▸ **ESTRATTO FORNITO**

____________

E’ stupendo e brulica vita. Beviamo il caffè, ci rilassiamo
andiamo a fare la spesa. Al mercato io e la ragazza spagnola
scegliamo l’ignoranza: cerchiamo carnazza per il barbecue. Una
fantastica supercazzola in cinese della laoban del caso, mentre io e lei parliamo mezzo
inglese e mezzo in spagnolo, ci rifila per 3 euro quattro robe di carne che
nutrirebbero un esercito. Joder, que bueno, dice la spagnola. Concordo.

Torniamo indietro, in taxi, costeggiamo il fiume. Immobile e deserto. Arriviamo al Social Center, come lo chiamano i cinesi che vivono lì.

____________

▸ **RIGHE DI DATI**
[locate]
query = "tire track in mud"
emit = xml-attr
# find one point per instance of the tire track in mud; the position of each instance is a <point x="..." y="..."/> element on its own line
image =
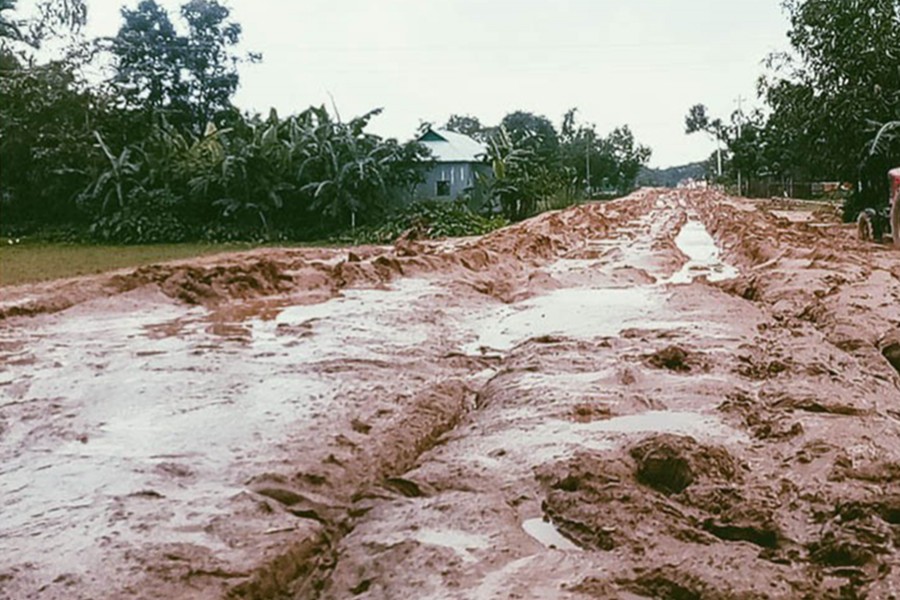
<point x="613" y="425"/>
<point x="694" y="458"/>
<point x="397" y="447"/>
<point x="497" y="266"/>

____________

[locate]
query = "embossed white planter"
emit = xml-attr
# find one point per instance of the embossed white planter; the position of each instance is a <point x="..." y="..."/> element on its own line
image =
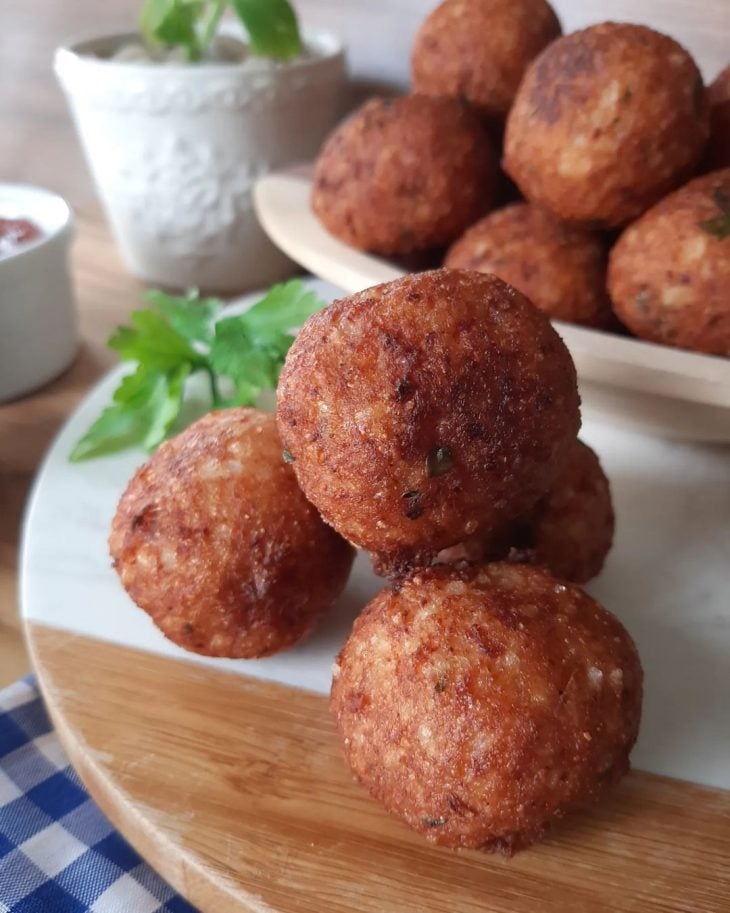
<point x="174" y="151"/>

____________

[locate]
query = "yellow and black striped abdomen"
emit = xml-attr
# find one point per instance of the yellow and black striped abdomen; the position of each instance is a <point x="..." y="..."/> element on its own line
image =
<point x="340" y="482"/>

____________

▸ **IL TUO OBIETTIVO**
Duplica dall'estratto fornito il passo che va da "E’ stupendo e" fino a "la spagnola. Concordo." incluso, senza cambiare nulla.

▸ **SOLUZIONE**
E’ stupendo e brulica vita. Beviamo il caffè, ci rilassiamo
andiamo a fare la spesa. Al mercato io e la ragazza spagnola
scegliamo l’ignoranza: cerchiamo carnazza per il barbecue. Una
fantastica supercazzola in cinese della laoban del caso, mentre io e lei parliamo mezzo
inglese e mezzo in spagnolo, ci rifila per 3 euro quattro robe di carne che
nutrirebbero un esercito. Joder, que bueno, dice la spagnola. Concordo.